Items from a data source:
============================================================
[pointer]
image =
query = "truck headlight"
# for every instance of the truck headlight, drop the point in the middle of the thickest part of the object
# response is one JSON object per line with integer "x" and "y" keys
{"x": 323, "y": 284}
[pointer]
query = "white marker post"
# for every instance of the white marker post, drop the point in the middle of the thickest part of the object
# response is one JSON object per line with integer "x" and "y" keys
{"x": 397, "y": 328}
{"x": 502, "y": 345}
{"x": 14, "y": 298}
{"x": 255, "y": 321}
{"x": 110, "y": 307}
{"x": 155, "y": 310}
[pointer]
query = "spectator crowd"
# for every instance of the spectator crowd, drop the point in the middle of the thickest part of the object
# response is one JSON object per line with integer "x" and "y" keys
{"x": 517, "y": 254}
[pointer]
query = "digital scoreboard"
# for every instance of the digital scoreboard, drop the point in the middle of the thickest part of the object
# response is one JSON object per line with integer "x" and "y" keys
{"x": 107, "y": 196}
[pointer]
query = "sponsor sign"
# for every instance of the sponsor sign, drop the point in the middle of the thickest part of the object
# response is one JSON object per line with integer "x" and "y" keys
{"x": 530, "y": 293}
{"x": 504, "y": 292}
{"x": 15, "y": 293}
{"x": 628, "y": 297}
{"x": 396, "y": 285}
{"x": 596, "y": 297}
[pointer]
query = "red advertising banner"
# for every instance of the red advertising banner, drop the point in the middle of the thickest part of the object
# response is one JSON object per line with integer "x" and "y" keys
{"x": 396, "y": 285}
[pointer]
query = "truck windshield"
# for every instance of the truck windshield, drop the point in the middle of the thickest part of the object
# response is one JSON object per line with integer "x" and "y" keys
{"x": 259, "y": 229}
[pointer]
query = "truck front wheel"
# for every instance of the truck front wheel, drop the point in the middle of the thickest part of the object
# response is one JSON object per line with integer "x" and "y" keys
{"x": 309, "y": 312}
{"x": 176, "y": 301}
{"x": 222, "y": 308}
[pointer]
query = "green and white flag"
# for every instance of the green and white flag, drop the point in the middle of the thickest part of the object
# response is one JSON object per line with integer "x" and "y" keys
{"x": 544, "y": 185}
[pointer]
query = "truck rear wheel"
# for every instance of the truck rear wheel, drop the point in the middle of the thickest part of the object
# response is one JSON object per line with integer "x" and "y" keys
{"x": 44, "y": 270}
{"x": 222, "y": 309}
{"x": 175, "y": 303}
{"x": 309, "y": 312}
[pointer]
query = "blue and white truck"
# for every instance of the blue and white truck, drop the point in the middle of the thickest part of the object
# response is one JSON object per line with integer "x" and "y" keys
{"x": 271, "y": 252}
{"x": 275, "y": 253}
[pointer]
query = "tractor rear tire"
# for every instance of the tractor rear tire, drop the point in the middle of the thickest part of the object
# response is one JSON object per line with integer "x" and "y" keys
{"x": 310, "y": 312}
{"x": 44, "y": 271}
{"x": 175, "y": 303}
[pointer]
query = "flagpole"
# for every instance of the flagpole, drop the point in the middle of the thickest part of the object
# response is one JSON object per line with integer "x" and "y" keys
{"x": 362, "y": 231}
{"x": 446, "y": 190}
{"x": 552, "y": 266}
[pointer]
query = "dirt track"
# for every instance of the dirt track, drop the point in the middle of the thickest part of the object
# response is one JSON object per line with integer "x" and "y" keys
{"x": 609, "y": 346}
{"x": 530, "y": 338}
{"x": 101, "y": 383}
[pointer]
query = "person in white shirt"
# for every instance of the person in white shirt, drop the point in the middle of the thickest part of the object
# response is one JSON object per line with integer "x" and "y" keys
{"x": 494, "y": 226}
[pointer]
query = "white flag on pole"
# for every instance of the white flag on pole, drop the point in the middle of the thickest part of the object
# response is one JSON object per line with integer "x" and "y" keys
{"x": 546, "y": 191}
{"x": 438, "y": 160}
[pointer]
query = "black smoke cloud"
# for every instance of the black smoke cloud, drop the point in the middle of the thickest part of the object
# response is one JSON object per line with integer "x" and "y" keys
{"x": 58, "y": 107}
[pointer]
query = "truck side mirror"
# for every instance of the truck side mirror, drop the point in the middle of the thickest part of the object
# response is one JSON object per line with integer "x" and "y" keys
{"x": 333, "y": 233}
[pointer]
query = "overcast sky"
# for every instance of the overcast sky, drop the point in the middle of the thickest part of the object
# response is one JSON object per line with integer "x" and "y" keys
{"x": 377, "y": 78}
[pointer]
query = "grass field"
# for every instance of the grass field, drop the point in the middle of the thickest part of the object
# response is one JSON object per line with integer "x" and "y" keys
============================================================
● **Required action**: All lines in the data above from the one with "# for every instance of the truck windshield, drop" through the one with "# for every instance of the truck rear" must be repeated exactly, and no others.

● **Exercise solution**:
# for every instance of the truck windshield, drop the point in the middle of the thickest part of the object
# response is one JSON object per line with integer "x" and "y" keys
{"x": 259, "y": 229}
[pointer]
query = "truck front wheel"
# for every instance of the truck front wheel, drop the point in the middle of the thickest part of the object
# response is one JSON object per line with integer "x" and "y" keys
{"x": 309, "y": 312}
{"x": 176, "y": 301}
{"x": 222, "y": 308}
[pointer]
query = "green and white flag"
# for every instance of the green and white flag, drop the point in the middle of the thickest part of the object
# response is one JSON object per line with integer "x" and "y" keys
{"x": 544, "y": 185}
[pointer]
query = "truck rear wheel"
# for every instance of the truck rear wheel, drop the point in the middle of the thickest part of the object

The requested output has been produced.